Exercise:
Make an exact copy of all the records.

Extracted records:
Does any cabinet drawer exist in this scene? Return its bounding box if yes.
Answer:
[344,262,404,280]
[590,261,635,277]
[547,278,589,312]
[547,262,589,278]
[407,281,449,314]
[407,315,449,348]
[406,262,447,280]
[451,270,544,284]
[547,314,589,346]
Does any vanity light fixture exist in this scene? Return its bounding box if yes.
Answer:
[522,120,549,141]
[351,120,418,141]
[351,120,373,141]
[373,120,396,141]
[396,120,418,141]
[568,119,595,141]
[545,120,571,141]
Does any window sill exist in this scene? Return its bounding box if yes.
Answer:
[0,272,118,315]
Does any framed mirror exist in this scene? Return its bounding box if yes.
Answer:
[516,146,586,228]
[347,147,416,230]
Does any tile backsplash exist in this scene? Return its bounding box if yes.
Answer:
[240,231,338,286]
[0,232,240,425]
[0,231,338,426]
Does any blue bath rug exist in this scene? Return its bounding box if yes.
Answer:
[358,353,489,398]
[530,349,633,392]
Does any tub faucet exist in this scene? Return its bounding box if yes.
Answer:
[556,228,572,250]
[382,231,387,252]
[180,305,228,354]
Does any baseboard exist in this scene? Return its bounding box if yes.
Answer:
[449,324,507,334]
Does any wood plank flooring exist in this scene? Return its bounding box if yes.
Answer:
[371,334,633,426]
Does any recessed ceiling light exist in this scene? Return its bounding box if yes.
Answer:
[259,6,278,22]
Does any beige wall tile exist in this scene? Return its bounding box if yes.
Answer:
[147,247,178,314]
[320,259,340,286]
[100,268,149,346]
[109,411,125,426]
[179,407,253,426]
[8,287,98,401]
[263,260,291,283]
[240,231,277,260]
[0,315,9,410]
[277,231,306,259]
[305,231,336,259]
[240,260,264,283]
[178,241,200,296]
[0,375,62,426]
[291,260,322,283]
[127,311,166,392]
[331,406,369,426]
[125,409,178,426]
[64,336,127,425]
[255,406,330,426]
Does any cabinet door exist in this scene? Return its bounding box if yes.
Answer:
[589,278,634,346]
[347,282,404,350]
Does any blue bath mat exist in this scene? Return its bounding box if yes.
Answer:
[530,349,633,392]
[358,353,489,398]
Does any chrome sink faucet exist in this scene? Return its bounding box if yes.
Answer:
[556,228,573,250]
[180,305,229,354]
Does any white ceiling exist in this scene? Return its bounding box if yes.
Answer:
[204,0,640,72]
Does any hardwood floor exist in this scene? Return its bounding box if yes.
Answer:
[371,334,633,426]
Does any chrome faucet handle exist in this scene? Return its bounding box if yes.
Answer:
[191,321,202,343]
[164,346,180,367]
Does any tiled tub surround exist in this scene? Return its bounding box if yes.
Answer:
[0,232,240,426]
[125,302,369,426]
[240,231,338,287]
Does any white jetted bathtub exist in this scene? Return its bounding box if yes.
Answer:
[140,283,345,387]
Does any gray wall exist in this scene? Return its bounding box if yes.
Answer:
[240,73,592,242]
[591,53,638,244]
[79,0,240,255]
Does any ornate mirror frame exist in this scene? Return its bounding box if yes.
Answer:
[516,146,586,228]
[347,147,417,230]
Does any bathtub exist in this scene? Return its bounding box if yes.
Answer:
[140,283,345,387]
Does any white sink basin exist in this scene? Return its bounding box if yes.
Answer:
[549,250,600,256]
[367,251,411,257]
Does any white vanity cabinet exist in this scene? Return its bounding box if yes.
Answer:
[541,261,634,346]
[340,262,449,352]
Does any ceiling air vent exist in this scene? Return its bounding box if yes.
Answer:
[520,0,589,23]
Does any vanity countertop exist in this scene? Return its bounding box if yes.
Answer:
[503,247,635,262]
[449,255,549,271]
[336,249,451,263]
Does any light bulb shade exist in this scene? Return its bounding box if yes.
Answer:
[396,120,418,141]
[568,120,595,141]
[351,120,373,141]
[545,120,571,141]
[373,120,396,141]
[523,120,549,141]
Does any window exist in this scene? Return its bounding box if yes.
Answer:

Written solution:
Does any cabinet drawer exist in this scene? Return its bounding box if yes.
Answer:
[344,262,404,280]
[590,261,635,277]
[547,278,589,312]
[547,262,589,278]
[407,281,449,314]
[407,315,449,348]
[406,262,447,280]
[451,270,544,284]
[547,314,589,346]
Does any vanity light fixture exist in this scene? Return its bounding box if yes.
Answer:
[522,120,549,141]
[351,120,418,141]
[351,120,373,141]
[373,120,396,141]
[396,120,418,141]
[568,119,595,141]
[545,120,571,141]
Does any window sill exist in this scene? Return its bounding box if yes.
Answer:
[0,272,118,315]
Does any framed mirror exist in this scene? Return its bounding box if yes.
Answer:
[516,146,586,228]
[347,147,416,230]
Does any tile backsplash exist in this scene? Return its bounding box if yes.
Answer:
[240,231,338,286]
[0,232,240,425]
[0,231,338,426]
Does any blue bath rug exist in this scene? Return its bounding box if yes.
Answer:
[358,353,489,398]
[530,349,633,392]
Does any tub faucet exist in this scene? Return its bounding box if yes.
Answer:
[556,228,572,250]
[382,231,387,252]
[180,305,228,354]
Does any baseboard exist in this scene? Return its bounding box if yes.
Answer:
[449,324,507,334]
Does any wood plank flooring exist in this scene? Return its bounding box if yes.
Answer:
[371,334,633,426]
Does any recessed ceiling light exist in this scene? Return its bounding box if yes.
Answer:
[259,6,278,22]
Does any beige wall tile exist in this scene? Return its bounding box if yes.
Answer:
[147,247,178,314]
[320,259,340,286]
[100,268,149,346]
[109,411,125,426]
[179,407,253,426]
[8,287,98,401]
[263,260,291,283]
[240,231,277,260]
[0,315,9,410]
[277,231,306,259]
[305,231,336,259]
[240,260,264,283]
[178,241,200,296]
[0,375,62,426]
[291,260,322,283]
[127,311,166,392]
[331,406,369,426]
[125,409,178,426]
[64,336,127,425]
[255,406,330,426]
Does any cabinet door exist in this scene? Return its bounding box if yes.
Answer:
[589,278,634,346]
[347,282,404,350]
Does any blue bath mat exist in this scene? Return its bounding box if yes.
Answer:
[530,349,633,392]
[358,353,489,398]
Does any chrome sink faucet exist in this scene? Return its bounding box if yes.
Answer:
[556,228,573,250]
[180,305,229,354]
Does any white ceiling exist in this scene? Return its bounding box if yes.
Answer:
[204,0,640,72]
Does any hardwood floor exist in this scene? Return its bounding box if yes.
Answer:
[371,334,633,426]
Does any chrome faucet handle exist in this scene? Return its bounding box if yes.
Answer:
[191,321,202,343]
[164,346,180,367]
Does any tiled tub surround exist in this scene? Return its bounding box if yes.
Answer:
[0,232,240,426]
[125,302,369,426]
[240,231,338,287]
Does any white jetted bathtub exist in this scene? Return its bounding box if yes.
Answer:
[140,283,345,387]
Does any gray wall exist in this scene? Return its bounding box if yes.
Answer:
[240,73,592,242]
[591,53,638,244]
[79,0,240,255]
Does any ornate mirror frame exist in this scene? Return its bounding box if yes.
Answer:
[516,146,586,228]
[347,147,417,230]
Does any bathtub exist in this scene? Return its bounding box if yes.
Answer:
[140,283,345,387]
Does any white sink basin exist in this scene? Return its bounding box if yes.
Answer:
[549,250,600,256]
[367,251,411,257]
Does any white vanity cabinet exist in this scene? Return its bounding box if yes.
Answer:
[541,261,634,346]
[340,262,449,352]
Does any ceiling air vent exist in this scene? Return its bounding box if yes.
Answer:
[520,0,589,23]
Does any vanity countertop exist in this scene? Return its bounding box if yes.
Answer:
[503,247,635,262]
[449,255,549,271]
[336,249,451,263]
Does any light bulb shade exist in this scene? Return its bounding box if yes.
Answer:
[396,120,418,141]
[568,120,595,141]
[351,120,373,141]
[545,120,571,141]
[373,120,396,141]
[523,120,549,141]
Does any window exist in this scene? Return its bounding box if yes.
Answer:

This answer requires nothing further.